**Source data:**
________________________

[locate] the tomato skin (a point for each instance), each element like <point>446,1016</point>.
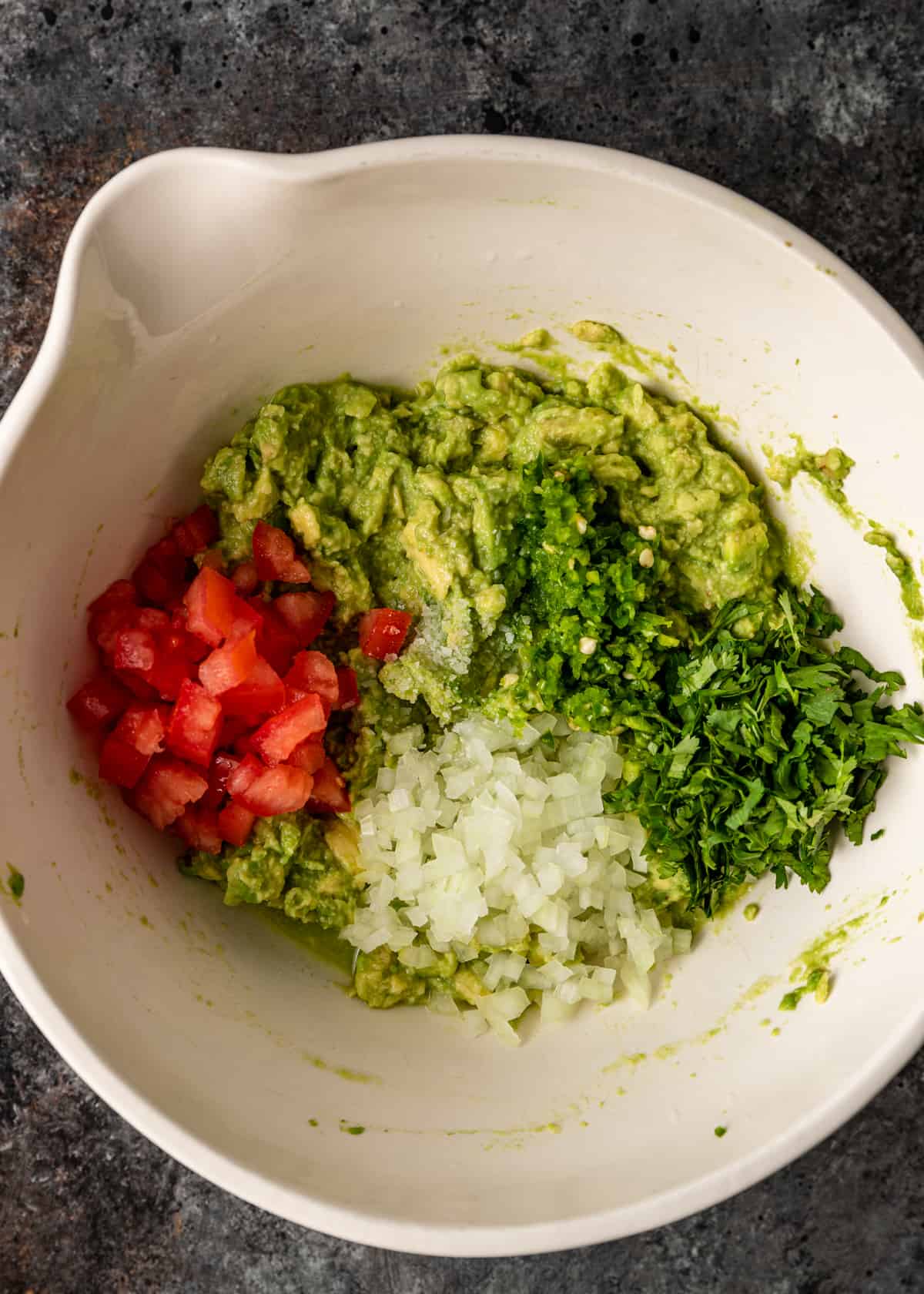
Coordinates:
<point>166,788</point>
<point>122,764</point>
<point>196,532</point>
<point>198,829</point>
<point>213,559</point>
<point>275,639</point>
<point>306,614</point>
<point>308,755</point>
<point>275,555</point>
<point>260,696</point>
<point>211,602</point>
<point>348,689</point>
<point>312,672</point>
<point>382,632</point>
<point>119,594</point>
<point>236,823</point>
<point>277,738</point>
<point>194,725</point>
<point>161,576</point>
<point>246,578</point>
<point>272,791</point>
<point>329,793</point>
<point>99,703</point>
<point>219,770</point>
<point>133,649</point>
<point>229,665</point>
<point>142,728</point>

________________________

**Task goal:**
The response must match the listing exactly, except that pictures are removed.

**Response to this task:**
[locate] the tomato skin (a point for each instance), each element like <point>446,1016</point>.
Coordinates:
<point>166,788</point>
<point>122,764</point>
<point>196,532</point>
<point>198,829</point>
<point>213,559</point>
<point>275,639</point>
<point>306,614</point>
<point>308,755</point>
<point>275,555</point>
<point>260,696</point>
<point>211,602</point>
<point>348,689</point>
<point>312,672</point>
<point>382,632</point>
<point>119,594</point>
<point>236,823</point>
<point>277,738</point>
<point>194,725</point>
<point>161,576</point>
<point>246,578</point>
<point>272,791</point>
<point>329,793</point>
<point>99,703</point>
<point>219,770</point>
<point>133,649</point>
<point>229,665</point>
<point>142,728</point>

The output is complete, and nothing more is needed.